» Exercise instructions
Provide the data again in its entirety, exactly as given.

» Dataset records
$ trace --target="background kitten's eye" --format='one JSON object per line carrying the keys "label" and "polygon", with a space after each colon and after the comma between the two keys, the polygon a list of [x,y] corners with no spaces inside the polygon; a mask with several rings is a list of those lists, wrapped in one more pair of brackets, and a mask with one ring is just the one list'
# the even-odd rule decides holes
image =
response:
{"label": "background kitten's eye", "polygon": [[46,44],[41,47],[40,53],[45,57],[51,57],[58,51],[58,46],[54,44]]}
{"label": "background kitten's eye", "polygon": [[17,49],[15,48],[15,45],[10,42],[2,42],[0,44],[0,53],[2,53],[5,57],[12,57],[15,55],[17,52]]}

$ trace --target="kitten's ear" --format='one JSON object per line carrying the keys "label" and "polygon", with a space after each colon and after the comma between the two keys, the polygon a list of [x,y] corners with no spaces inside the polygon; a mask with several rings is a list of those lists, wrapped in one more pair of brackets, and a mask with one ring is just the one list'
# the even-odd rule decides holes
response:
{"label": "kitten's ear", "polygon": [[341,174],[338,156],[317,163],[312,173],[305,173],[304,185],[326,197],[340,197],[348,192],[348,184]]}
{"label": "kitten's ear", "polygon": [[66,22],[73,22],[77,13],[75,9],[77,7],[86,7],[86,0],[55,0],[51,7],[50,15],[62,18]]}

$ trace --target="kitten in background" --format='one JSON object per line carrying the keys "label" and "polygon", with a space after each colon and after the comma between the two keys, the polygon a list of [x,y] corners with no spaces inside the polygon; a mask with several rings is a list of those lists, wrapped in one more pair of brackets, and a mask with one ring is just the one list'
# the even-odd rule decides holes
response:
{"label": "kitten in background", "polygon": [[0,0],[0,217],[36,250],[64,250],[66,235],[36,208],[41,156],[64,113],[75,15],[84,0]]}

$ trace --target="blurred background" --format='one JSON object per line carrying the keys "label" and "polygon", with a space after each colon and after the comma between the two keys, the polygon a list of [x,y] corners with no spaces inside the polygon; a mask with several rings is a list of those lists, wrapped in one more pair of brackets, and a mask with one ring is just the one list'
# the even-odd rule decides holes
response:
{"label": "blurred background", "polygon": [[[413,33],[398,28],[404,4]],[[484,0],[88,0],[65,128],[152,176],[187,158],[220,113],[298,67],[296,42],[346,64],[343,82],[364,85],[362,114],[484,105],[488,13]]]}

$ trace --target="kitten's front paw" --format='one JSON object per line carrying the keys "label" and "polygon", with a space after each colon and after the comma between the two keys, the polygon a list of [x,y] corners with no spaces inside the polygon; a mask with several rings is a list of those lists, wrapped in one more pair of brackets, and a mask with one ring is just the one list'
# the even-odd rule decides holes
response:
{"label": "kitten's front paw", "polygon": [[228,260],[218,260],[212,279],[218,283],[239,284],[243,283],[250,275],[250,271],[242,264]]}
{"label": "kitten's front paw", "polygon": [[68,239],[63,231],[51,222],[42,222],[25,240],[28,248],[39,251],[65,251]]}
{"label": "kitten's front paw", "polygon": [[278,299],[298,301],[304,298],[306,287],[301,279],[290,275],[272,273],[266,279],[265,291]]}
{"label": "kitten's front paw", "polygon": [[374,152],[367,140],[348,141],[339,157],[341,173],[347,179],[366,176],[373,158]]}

» Complete output
$ trace --target="background kitten's eye" --format='one JSON object per line carrying the keys "label" and "polygon", with a space after each colon and after the comma between the two keys, the polygon a list of [x,y] corners with no spaces inside the polygon; a mask with several rings is a list of those lists, wrapped in one more pair of brackets, and a mask with one ring is just the one list'
# the even-odd rule decides holes
image =
response:
{"label": "background kitten's eye", "polygon": [[46,44],[41,47],[40,53],[45,57],[51,57],[58,51],[58,46],[54,44]]}
{"label": "background kitten's eye", "polygon": [[17,49],[15,48],[15,45],[10,42],[2,42],[0,44],[0,53],[2,53],[5,57],[12,57],[15,55],[17,52]]}

$ trace --target="kitten's ear" --format='one JSON object per line carrying the keys "label" and "polygon", with a space after each colon and after the comma between the two keys, the polygon a list of [x,y] corners with no spaces inside the polygon; a mask with several rings is a list of those lists, wrapped in one more pair of brackets, and a mask with one ring is just the one list'
# the even-odd rule decides holes
response:
{"label": "kitten's ear", "polygon": [[341,174],[338,156],[317,163],[312,173],[305,173],[304,185],[326,197],[340,197],[348,192],[348,184]]}
{"label": "kitten's ear", "polygon": [[66,22],[73,22],[77,13],[75,9],[77,7],[86,7],[86,0],[55,0],[51,7],[50,15],[62,18]]}

$ trace --target="kitten in background" --format='one JSON object per line carrying the keys "label" and "polygon", with a space after each colon and after the comma between the two keys, the polygon a list of [x,y] corners with no spaces inside the polygon; a mask with several rings is a list of those lists, wrapped in one more pair of brackets, and a mask with one ring is just the one list'
# the even-odd rule decides holes
response:
{"label": "kitten in background", "polygon": [[0,0],[0,217],[36,250],[64,250],[66,235],[36,208],[41,156],[64,113],[75,15],[84,0]]}

$ trace --target="blurred background" --format='one JSON object per line carrying the keys "label" and "polygon", with a space after each colon and after the comma between the two keys, the polygon a list of [x,y] corners with no spaces inside the polygon; a mask with several rings is a list of those lists, wrapped in one more pair of brackets, and a mask with one ring is just the one list'
# the even-odd rule decides holes
response:
{"label": "blurred background", "polygon": [[[413,33],[398,28],[404,4]],[[484,0],[88,0],[65,128],[152,176],[187,158],[220,113],[298,67],[296,42],[346,64],[343,82],[364,85],[362,114],[484,105],[488,13]]]}

$ trace --target="kitten's front paw" --format='one JSON object per line carrying the keys "label" and "polygon", with a space after each colon and after the comma between the two keys, the polygon a list of [x,y] corners with no spaces inside the polygon; a mask with several rings is a list of those lists, wrapped in one more pair of brackets, and a mask with one ring is just the one list'
# the even-odd rule decides holes
response:
{"label": "kitten's front paw", "polygon": [[228,260],[218,260],[212,279],[218,283],[239,284],[243,283],[250,275],[250,271],[242,264]]}
{"label": "kitten's front paw", "polygon": [[68,239],[63,231],[51,222],[42,222],[25,240],[28,248],[39,251],[65,251]]}
{"label": "kitten's front paw", "polygon": [[278,299],[298,301],[304,298],[306,287],[301,279],[290,275],[272,273],[266,279],[265,291]]}
{"label": "kitten's front paw", "polygon": [[374,152],[367,140],[348,141],[339,157],[341,173],[347,179],[366,176],[373,158]]}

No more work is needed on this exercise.